### REQUIREMENT
Produce an exact copy of the lines from the line containing "Task: indicate the green lawn" through the last line of the entries below, and only those lines.

==*==

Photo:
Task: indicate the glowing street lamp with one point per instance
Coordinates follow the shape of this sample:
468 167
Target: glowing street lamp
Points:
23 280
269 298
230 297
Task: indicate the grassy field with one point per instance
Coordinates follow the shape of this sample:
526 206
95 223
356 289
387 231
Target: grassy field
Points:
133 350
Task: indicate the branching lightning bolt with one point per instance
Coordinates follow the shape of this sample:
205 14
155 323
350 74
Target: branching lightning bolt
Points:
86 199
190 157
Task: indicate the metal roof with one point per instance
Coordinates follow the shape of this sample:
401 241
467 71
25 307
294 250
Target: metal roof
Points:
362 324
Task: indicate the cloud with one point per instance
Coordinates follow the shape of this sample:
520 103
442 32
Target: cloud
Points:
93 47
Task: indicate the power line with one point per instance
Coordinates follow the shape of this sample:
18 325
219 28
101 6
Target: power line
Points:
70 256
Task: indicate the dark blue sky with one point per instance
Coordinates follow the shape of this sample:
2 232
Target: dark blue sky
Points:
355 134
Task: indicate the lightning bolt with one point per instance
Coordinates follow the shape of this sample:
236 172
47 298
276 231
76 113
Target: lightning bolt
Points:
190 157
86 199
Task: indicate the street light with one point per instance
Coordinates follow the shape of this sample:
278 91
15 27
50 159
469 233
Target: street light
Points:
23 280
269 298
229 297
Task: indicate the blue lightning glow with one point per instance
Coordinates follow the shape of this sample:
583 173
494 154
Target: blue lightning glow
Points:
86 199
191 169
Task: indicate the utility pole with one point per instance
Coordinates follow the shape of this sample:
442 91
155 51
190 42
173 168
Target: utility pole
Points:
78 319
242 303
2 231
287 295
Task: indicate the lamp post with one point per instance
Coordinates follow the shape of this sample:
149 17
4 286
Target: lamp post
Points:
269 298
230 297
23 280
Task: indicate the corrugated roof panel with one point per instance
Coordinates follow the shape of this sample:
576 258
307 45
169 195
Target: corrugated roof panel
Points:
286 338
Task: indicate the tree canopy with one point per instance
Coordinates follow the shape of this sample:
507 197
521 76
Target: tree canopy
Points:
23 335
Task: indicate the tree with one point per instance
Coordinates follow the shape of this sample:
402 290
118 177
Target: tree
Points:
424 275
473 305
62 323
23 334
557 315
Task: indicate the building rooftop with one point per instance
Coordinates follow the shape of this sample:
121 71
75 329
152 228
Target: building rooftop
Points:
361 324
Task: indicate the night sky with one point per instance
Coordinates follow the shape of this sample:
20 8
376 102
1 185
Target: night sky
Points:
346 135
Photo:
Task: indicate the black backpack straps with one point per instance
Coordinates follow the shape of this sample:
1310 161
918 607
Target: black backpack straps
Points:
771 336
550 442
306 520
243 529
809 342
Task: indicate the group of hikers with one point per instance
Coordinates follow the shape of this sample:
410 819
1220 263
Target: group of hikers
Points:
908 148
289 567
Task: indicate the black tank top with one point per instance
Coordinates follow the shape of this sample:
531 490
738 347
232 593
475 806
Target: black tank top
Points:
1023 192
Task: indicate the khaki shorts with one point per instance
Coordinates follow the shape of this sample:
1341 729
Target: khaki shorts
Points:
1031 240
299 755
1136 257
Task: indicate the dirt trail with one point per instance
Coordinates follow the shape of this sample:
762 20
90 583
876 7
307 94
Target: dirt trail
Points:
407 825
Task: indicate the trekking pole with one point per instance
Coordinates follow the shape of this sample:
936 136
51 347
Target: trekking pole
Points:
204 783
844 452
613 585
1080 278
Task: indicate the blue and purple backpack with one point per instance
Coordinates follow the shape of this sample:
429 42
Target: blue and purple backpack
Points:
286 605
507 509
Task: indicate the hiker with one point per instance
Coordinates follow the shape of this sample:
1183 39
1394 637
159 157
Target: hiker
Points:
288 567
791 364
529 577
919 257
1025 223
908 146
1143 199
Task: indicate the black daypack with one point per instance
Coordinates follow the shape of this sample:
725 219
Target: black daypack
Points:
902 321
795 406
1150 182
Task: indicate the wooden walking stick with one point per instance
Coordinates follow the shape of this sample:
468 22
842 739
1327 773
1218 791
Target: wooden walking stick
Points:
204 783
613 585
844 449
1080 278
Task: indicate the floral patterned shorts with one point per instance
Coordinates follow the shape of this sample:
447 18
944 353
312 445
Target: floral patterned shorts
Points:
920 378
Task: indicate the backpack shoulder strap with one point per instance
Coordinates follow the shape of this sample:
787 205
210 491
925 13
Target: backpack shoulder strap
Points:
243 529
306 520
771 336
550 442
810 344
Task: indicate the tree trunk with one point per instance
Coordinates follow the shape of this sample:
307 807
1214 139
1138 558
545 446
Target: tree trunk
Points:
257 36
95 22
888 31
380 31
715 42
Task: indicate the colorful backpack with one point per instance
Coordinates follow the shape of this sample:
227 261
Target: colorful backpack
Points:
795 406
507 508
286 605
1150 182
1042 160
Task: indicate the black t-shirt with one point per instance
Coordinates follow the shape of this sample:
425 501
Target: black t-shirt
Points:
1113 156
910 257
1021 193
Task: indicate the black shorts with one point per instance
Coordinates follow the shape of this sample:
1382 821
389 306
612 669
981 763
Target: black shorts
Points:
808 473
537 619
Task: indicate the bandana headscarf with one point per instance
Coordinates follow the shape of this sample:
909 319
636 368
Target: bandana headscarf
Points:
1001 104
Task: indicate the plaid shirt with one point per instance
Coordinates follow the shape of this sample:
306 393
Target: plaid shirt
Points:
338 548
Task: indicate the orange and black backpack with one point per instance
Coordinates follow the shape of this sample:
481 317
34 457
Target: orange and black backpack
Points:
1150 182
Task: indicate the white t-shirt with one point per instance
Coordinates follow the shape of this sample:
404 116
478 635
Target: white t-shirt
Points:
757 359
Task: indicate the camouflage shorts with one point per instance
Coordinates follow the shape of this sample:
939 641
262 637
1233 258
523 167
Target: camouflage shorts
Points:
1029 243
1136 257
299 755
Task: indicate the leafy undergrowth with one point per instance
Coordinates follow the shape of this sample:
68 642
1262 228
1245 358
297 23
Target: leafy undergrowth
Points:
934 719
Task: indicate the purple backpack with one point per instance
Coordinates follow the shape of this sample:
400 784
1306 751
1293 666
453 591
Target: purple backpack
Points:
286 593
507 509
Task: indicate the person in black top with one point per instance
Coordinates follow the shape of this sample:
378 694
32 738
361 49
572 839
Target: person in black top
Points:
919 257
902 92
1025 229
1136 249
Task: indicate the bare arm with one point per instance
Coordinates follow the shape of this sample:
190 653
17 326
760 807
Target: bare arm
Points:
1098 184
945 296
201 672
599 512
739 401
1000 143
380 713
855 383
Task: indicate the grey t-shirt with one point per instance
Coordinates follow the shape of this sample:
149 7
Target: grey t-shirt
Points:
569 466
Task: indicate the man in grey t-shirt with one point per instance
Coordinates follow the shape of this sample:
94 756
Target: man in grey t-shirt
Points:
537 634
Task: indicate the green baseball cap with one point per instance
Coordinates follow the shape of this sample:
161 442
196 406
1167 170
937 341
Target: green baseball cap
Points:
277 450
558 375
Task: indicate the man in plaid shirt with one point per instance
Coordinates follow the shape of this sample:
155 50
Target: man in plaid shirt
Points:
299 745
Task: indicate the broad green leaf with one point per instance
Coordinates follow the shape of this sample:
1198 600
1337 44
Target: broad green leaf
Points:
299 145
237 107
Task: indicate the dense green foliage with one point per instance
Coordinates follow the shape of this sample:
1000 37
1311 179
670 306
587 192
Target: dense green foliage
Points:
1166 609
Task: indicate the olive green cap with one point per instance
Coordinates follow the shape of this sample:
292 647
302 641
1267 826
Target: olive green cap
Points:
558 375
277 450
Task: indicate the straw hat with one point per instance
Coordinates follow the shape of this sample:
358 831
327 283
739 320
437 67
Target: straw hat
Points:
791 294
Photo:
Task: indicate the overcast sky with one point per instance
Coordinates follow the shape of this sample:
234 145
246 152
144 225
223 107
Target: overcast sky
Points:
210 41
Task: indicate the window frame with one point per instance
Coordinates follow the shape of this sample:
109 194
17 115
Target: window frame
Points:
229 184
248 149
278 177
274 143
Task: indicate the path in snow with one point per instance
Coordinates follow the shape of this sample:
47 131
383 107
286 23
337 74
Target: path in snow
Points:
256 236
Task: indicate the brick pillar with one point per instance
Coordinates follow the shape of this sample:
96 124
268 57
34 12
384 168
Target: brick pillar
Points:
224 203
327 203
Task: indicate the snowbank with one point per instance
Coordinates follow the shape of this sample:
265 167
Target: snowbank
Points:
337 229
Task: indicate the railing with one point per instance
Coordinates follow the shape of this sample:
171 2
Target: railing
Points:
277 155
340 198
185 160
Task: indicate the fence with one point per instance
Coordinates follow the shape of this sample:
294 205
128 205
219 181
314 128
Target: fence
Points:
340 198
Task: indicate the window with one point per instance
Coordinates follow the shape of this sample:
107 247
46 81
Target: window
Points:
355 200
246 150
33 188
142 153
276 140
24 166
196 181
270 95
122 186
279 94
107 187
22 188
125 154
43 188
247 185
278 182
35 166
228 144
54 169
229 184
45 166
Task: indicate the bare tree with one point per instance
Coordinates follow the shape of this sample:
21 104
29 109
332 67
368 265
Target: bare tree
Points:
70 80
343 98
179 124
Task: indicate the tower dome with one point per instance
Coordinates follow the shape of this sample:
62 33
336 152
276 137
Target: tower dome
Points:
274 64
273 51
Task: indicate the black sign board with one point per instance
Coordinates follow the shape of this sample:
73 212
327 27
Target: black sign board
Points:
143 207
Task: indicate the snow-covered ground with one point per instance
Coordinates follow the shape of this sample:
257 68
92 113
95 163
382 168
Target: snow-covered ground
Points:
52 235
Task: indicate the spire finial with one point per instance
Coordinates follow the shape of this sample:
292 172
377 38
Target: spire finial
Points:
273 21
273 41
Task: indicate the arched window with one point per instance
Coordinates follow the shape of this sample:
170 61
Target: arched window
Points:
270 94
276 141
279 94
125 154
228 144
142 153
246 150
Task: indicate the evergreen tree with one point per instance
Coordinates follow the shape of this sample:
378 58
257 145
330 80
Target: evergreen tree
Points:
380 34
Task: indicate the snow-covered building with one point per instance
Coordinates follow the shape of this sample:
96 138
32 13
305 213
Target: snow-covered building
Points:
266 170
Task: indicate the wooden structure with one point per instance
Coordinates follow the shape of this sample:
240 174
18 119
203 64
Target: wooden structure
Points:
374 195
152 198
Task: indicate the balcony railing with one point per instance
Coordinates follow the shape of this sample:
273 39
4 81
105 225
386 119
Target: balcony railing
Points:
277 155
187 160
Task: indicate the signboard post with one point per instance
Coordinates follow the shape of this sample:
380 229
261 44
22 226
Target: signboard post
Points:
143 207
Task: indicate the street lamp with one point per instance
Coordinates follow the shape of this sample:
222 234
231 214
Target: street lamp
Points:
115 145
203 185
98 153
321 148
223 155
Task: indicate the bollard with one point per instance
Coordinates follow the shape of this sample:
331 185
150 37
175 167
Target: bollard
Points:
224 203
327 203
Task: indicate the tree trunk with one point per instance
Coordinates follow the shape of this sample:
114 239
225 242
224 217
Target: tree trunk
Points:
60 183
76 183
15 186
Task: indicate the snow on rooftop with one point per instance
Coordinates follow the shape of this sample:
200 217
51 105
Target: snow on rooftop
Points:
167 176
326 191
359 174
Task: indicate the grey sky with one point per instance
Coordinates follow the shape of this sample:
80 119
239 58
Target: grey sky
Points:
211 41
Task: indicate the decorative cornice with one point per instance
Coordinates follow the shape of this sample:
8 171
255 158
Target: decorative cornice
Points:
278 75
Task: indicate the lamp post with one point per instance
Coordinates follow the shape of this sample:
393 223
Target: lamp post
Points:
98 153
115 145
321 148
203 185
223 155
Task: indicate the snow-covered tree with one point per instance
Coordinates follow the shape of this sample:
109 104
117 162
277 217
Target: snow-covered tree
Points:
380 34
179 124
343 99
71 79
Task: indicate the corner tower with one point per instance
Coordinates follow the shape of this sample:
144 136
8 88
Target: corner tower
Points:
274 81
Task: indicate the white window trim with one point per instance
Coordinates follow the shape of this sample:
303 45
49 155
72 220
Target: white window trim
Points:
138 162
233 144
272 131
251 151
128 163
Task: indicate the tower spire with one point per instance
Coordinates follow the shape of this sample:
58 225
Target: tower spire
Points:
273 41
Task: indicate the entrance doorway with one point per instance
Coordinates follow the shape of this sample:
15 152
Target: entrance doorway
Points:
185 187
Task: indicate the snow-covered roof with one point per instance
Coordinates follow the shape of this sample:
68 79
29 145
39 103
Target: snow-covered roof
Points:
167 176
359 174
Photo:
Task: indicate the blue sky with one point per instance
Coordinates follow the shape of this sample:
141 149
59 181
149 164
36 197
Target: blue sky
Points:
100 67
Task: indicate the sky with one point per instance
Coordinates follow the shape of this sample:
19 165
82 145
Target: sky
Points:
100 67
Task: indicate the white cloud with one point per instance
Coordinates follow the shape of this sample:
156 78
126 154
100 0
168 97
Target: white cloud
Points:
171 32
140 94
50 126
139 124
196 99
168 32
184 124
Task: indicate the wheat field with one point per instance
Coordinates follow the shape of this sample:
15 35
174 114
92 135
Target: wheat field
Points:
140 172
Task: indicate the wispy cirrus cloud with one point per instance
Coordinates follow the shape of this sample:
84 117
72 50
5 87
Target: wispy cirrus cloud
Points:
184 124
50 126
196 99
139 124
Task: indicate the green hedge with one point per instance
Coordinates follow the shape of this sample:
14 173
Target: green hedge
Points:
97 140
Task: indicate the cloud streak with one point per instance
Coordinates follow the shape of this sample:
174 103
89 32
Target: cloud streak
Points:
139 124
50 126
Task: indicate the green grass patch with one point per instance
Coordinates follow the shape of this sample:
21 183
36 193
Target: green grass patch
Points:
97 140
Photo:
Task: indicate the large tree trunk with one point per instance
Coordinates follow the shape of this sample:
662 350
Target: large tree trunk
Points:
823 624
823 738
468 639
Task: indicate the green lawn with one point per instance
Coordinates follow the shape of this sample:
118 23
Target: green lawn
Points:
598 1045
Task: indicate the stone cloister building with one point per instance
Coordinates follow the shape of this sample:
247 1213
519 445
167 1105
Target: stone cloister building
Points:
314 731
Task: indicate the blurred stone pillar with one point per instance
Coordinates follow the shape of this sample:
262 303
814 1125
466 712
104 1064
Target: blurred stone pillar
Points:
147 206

==*==

### THE OUTPUT
Task: indicate the green lawn with one point per instance
Coordinates follow the shape of this sample:
118 23
Target: green lawn
Points:
598 1045
Task: indicate the stone cloister building with one point per instance
Coordinates follow the shape of this sample:
247 1213
519 445
167 1105
Target: stone cloister building
Points:
314 731
Task: indicate the blurred stone pillar with one point per instance
Coordinates follow the shape of this sample:
262 303
814 1125
466 712
104 1064
Target: blurred stone pillar
Points:
147 206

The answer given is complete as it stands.